### Your task:
Go through the listing and copy every line word for word.

— BEGIN Records provided —

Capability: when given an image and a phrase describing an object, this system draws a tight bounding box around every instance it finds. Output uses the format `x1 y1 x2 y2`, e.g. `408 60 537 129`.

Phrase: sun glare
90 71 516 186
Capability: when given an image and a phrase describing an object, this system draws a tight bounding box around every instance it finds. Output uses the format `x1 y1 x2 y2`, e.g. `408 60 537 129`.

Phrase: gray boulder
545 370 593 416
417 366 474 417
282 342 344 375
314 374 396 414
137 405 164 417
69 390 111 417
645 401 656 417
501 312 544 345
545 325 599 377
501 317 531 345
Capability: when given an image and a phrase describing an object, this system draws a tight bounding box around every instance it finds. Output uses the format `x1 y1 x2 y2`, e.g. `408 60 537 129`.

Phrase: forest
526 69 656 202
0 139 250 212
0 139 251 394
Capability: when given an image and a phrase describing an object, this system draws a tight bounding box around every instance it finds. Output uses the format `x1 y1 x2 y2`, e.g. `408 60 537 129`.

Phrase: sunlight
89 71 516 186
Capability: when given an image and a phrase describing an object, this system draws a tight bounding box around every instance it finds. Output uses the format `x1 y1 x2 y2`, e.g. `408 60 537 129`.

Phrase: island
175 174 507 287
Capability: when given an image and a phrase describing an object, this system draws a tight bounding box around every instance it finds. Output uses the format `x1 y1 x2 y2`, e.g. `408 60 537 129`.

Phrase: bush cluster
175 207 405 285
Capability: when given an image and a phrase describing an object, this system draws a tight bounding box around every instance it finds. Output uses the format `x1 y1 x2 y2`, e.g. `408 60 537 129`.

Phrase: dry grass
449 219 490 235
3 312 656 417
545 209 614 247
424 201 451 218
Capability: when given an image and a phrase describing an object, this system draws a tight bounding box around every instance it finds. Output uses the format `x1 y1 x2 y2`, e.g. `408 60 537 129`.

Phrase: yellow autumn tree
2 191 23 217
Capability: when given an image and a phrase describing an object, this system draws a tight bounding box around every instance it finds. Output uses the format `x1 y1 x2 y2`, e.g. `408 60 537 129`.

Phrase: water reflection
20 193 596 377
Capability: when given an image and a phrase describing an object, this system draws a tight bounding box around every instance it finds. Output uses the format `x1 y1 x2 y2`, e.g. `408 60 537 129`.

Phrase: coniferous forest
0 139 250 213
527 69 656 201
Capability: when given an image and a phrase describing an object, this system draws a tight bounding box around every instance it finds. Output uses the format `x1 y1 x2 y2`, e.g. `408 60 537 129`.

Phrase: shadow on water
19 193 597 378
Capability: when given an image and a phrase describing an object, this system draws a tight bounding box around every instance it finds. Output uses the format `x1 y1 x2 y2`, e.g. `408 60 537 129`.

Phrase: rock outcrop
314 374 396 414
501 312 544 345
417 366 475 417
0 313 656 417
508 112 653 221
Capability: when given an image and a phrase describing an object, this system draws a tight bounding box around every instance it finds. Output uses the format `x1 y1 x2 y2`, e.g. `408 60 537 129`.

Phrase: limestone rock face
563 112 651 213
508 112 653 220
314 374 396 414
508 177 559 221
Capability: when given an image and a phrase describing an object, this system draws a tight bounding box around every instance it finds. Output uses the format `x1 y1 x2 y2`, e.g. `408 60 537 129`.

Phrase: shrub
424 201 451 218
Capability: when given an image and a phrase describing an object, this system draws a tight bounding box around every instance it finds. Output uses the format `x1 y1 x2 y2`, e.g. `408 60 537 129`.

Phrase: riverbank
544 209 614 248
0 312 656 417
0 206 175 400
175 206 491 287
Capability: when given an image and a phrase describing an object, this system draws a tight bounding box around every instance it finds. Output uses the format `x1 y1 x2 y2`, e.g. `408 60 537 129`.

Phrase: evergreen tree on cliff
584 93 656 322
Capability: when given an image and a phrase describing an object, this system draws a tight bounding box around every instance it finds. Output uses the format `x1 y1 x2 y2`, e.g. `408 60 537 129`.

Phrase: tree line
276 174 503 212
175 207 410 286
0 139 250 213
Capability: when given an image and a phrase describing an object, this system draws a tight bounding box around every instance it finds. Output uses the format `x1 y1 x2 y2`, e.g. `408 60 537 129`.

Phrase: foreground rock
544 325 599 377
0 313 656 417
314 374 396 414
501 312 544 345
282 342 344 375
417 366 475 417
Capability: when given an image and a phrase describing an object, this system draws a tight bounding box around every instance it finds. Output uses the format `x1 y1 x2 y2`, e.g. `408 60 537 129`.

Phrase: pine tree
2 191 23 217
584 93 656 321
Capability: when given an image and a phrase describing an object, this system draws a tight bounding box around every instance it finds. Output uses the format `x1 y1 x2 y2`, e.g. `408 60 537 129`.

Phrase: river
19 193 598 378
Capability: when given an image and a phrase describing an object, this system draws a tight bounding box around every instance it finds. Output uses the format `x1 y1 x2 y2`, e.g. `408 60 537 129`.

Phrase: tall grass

— END Records provided —

### Output for this task:
Capability: when given an image and a phrase describing an object, this system draws a tight bounding box around every instance it finds. Output uses the format `x1 y1 x2 y2`, e.g. `408 60 537 129`.

Phrase: sun glare
90 71 516 186
Capability: when given an image and a phrase describing an object, this system draws a tight bounding box around every instance it finds. Output uses the format `x1 y1 x2 y2`, e.g. `408 60 537 129`.

Phrase: gray boulder
545 370 593 416
417 366 474 417
282 342 344 375
314 374 396 414
137 405 164 417
69 390 111 417
645 401 656 417
501 312 544 345
545 325 599 377
501 317 531 345
Capability: when given an image and a phrase describing an object, this system draws a tight bounding box around every instance it finds. Output uses the format `x1 y1 x2 y2`, e.g. `408 60 537 129`.

Phrase: forest
526 69 656 202
0 139 250 212
0 139 251 394
Capability: when given an image and a phrase describing an object, this system draws a tight bounding box around every instance it finds. Output uses the format `x1 y1 x2 y2`, e.g. `408 60 537 129`.

Phrase: sunlight
89 71 516 186
Capability: when given an image and a phrase describing an object, this system draws a tight bounding box around every instance it finds. Output uses the format `x1 y1 x2 y2`, e.g. `408 60 537 129`.

Phrase: island
175 174 507 287
Capability: when given an image and a phrase describing an object, this system draws a tight bounding box around every instance it finds. Output uses the format `x1 y1 x2 y2`, e.g. `408 60 537 129`.

Phrase: bush cluster
175 207 405 285
Capability: when given an image and a phrase describing an object, this system draws a tight bounding box around every instance it finds. Output uses the format `x1 y1 x2 y2`, e.g. `408 60 537 129`.

Phrase: dry grass
449 219 490 235
3 312 656 417
545 209 614 247
424 201 451 218
Capability: when given an image and a phrase describing an object, this system draws a tight bounding box around every instance it finds. Output uses the format `x1 y1 x2 y2`, e.g. `408 60 537 129`.

Phrase: yellow autumn tree
2 191 23 217
Capability: when given an image and a phrase describing an object, this system draws a tight bounding box around every instance it finds. Output uses the format `x1 y1 x2 y2`, e.g. `408 60 537 129`.

Phrase: water reflection
20 193 596 377
Capability: when given an image and a phrase describing an object, this system draws a tight bounding box around every instance it finds. Output uses the format `x1 y1 x2 y2`, e.g. `408 60 537 129`.

Phrase: coniferous forest
0 139 250 213
527 69 656 201
Capability: when given an image and a phrase describing an object, this system draws a tight bounding box around every instance it finds. Output uses the format `x1 y1 x2 y2`, e.g. `408 60 537 129`.

Phrase: shadow on water
19 193 597 378
Capability: when given an image and a phrase describing an object, this system draws a tight bounding box around every instance it finds. Output uses the format `x1 y1 x2 y2`, e.g. `408 60 537 129`.

Phrase: rock outcrop
314 374 396 414
501 312 544 345
417 366 475 417
0 313 656 417
508 112 653 221
Capability: when given an image and a phrase describing an object, this system draws a tight bounding box around every instance it finds. Output uses the format `x1 y1 x2 y2`, e.g. `408 60 537 129`.

Phrase: limestone rock face
563 112 651 213
508 112 653 220
314 374 396 414
508 177 559 221
Capability: when given an image and a phrase describing an object, this system draws a tight bounding box around every instance it finds. Output uses the format `x1 y1 x2 y2`, e.g. `408 60 537 129`.

Phrase: shrub
424 201 451 218
Capability: when given an image and a phrase describing an object, this system draws a tight bounding box around every instance it finds. Output uses the format `x1 y1 x2 y2`, e.g. `408 60 537 129`.

Phrase: riverbank
544 209 614 248
0 312 656 417
0 206 175 400
175 206 491 287
Capability: when given an image and a phrase describing an object, this system draws a tight bounding box around every instance it finds. Output uses the format `x1 y1 x2 y2`, e.g. `408 60 537 129`.

Phrase: evergreen tree on cliff
584 93 656 322
Capability: when given an image and a phrase describing an object, this system draws a tight bounding box around every instance it finds. Output uses the format `x1 y1 x2 y2`, e.g. `408 60 537 129`.

Phrase: tree line
276 174 503 212
175 207 410 286
0 139 250 213
Capability: when given an image and a phrase describing an object, this system draws a tight bounding box around every instance it finds. Output uses the format `x1 y1 x2 y2`, e.g. `408 60 537 129`.

Phrase: foreground rock
544 325 599 377
0 313 656 417
314 374 396 414
501 312 544 345
282 342 344 375
417 366 475 417
Capability: when given an image and a phrase describing an object, this system draws a tight bounding box around every instance it finds. Output uses the format `x1 y1 x2 y2`, e.g. `408 60 537 129`.

Phrase: pine tree
2 191 23 217
584 93 656 321
Capability: when given an image and a phrase describing an object, this system draws a tight bounding box around every instance it finds. Output uses the format `x1 y1 x2 y2`, e.g. `408 60 537 129`.

Phrase: river
19 193 598 378
Capability: when given an image and a phrase describing an object, this system draws a tight bounding box around every instance it finds. Output uses the format `x1 y1 x2 y2`, e.g. `408 60 537 129`.

Phrase: tall grass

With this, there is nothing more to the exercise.